▸ ВАШЕ ЗАДАНИЕ:
Замени «мотовство» на «расточительство» в тексте о роскоши в одежде, начиная со слов «Как быстро в» и заканчивая словами «последуем за ними.», и приведи этот отрывок полностью.

▸ ФРАГМЕНТ ТЕКСТА:
Как быстро в наших войсках входят в честь засаленные куртки из замши и холста, а чистая и богатая одежда вызывает упреки и презрение!

Пусть короли прекратят это мотовство, и все будет сделано в один месяц, без постановлений и указов: мы сразу же последуем за ними.

Наоборот, закон должен бы объявлять, что красный цвет и ювелирные украшения запрещены людям всех состояний, за исключением комедиантов и куртизанок. Такими законами Залевк [720]исправил развращенные нравы локрийцев. Его указы были таковы: «Женщине свободного состояния запрещается выходить в сопровождении более чем одной служанки, разве что она пьяна. Запрещается ей также выходить из города по ночам, носить золотые драгоценности на своей особе и украшенные вышивкой одежды, если она не девка и не блудница. Ни одному мужчине, кроме распутников, не разрешается носить на пальцах золотые перстни и одеваться в тонкие одежды, как, например, сшитые из шерсти, вытканной в городе Милете». Благодаря таким постыдным исключениям он искусным образом отвратил граждан от излишеств и гибельной изнеженности.

Это было очень разумное средство – привлечь людей к выполнению долга и повиновению, соблазняя их почетом, и удовлетворением честолюбивых стремлений. Короли наши всемогущи в области таких внешних преобразований. Quidquid principes faciunt, praecipere videntur. [721]Вся Франция принимает за правило то, что является правилом при дворе. Пусть они откажутся от этих безобразных панталон, которые выставляют напоказ наши обычно скрываемые части тела; от камзолов на толстой подкладке, придающих нам вид, какого на самом деле мы не имеем, и очень неудобных для ношения оружия; от длинных, как у женщин, кудрей; от обычая целовать предметы, которые мы передаем своим друзьям, или наши пальцы, перед тем, как сделать приветственный жест, – в старину эта церемония была в ходу лишь в отношении принцев; от требования, чтобы дворянин находился в местах, в которых ему подобает держать себя достойно, без шпаги на боку, в расстегнутом камзоле, словно он только что вышел из нужника; от того, чтобы вопреки обычаю наших отцов и особым вольностям дворян нашего королевства, мы снимали головные уборы, даже стоя очень далеко от королевской особы, где бы она не находилась, и даже не только в ее окружении, но и вблизи сотен других, ибо сейчас у нас развелось множество королей на одну треть или даже не одну четверть. Так обстоит и с другими подобными вредными нововведениями: они сразу потеряли бы всякую привлекательность и исчезли бы. Все это заблуждения поверхностные, но не предвещающие ничего доброго; ведь хорошо известно, что самая основа стен повергается порче, когда начинают трескаться краска и штукатурка.

(Строки набора данных о расположении объектов)
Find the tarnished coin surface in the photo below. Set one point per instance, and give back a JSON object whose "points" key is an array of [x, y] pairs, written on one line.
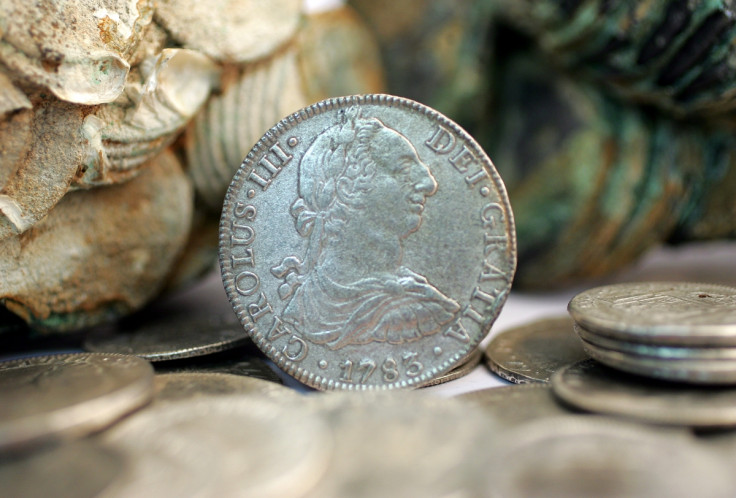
{"points": [[661, 351], [692, 371], [238, 361], [533, 352], [594, 387], [79, 469], [63, 396], [220, 446], [682, 313], [463, 369], [599, 456], [510, 406], [173, 336], [404, 444], [367, 242], [184, 385]]}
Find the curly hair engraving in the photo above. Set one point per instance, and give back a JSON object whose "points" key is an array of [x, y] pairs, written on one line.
{"points": [[362, 190]]}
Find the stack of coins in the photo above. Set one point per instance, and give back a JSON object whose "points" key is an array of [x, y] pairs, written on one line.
{"points": [[680, 331]]}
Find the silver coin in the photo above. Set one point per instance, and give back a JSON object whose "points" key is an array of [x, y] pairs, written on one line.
{"points": [[64, 396], [593, 387], [78, 469], [220, 446], [533, 352], [404, 444], [173, 336], [597, 456], [510, 406], [682, 313], [184, 385], [460, 371], [681, 370], [367, 242], [665, 352]]}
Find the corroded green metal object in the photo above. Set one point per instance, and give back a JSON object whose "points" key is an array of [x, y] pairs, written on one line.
{"points": [[678, 55]]}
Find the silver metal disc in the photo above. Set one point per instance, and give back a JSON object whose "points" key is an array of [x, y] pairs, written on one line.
{"points": [[66, 396], [591, 386], [533, 352], [367, 242], [682, 313]]}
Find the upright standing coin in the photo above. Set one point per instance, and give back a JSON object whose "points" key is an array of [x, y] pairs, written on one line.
{"points": [[461, 370], [174, 336], [367, 242], [81, 469], [533, 352], [49, 397], [590, 386], [682, 313]]}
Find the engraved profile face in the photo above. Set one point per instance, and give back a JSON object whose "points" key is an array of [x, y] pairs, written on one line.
{"points": [[400, 186], [362, 191]]}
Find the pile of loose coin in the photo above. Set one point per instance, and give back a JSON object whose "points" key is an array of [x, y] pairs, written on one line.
{"points": [[674, 331]]}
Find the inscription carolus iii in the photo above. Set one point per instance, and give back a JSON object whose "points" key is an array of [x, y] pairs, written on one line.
{"points": [[367, 242], [362, 190]]}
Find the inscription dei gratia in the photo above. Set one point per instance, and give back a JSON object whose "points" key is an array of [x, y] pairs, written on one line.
{"points": [[367, 242]]}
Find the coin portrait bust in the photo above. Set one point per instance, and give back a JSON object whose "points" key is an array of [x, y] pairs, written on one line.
{"points": [[362, 189]]}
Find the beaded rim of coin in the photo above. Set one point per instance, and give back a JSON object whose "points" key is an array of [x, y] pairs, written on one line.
{"points": [[690, 371], [668, 351], [494, 222], [519, 370], [687, 319], [594, 387], [163, 341], [63, 420]]}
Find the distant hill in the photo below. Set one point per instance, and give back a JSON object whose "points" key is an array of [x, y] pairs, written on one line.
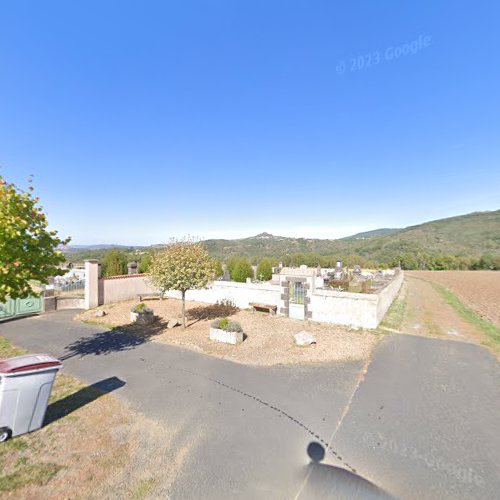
{"points": [[372, 234], [466, 237], [83, 248]]}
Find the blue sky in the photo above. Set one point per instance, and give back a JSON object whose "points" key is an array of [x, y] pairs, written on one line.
{"points": [[146, 120]]}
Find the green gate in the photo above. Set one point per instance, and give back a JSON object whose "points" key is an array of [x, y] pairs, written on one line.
{"points": [[21, 307]]}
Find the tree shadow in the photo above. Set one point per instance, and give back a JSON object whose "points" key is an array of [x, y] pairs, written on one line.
{"points": [[212, 311], [123, 338], [69, 404], [329, 482]]}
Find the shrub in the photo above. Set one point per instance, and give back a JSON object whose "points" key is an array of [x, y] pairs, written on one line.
{"points": [[141, 308], [241, 271], [264, 270], [114, 263], [228, 326], [234, 326]]}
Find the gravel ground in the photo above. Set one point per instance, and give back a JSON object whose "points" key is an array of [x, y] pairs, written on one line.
{"points": [[269, 338], [479, 290]]}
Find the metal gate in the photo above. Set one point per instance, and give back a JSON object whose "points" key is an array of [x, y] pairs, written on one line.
{"points": [[296, 306], [21, 307]]}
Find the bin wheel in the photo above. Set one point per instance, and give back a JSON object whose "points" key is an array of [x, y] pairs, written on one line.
{"points": [[4, 434]]}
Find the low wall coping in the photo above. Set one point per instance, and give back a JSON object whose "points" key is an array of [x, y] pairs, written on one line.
{"points": [[346, 295], [124, 276]]}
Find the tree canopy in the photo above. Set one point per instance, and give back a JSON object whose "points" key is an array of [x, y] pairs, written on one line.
{"points": [[114, 263], [181, 266], [28, 249]]}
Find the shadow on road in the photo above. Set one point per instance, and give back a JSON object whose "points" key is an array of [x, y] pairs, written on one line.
{"points": [[80, 398], [326, 481], [123, 338]]}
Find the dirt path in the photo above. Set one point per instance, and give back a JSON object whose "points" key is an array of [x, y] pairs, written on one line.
{"points": [[426, 313]]}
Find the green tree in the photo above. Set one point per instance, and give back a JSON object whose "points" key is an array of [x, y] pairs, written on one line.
{"points": [[181, 266], [218, 268], [241, 271], [264, 270], [231, 264], [28, 250], [144, 263], [114, 263]]}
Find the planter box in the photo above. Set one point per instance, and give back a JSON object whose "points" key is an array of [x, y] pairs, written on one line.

▸ ОТВЕТ НА ЗАДАНИЕ:
Как быстро в наших войсках входят в честь засаленные куртки из замши и холста, а чистая и богатая одежда вызывает упреки и презрение!

Пусть короли прекратят это расточительство, и все будет сделано в один месяц, без постановлений и указов: мы сразу же последуем за ними.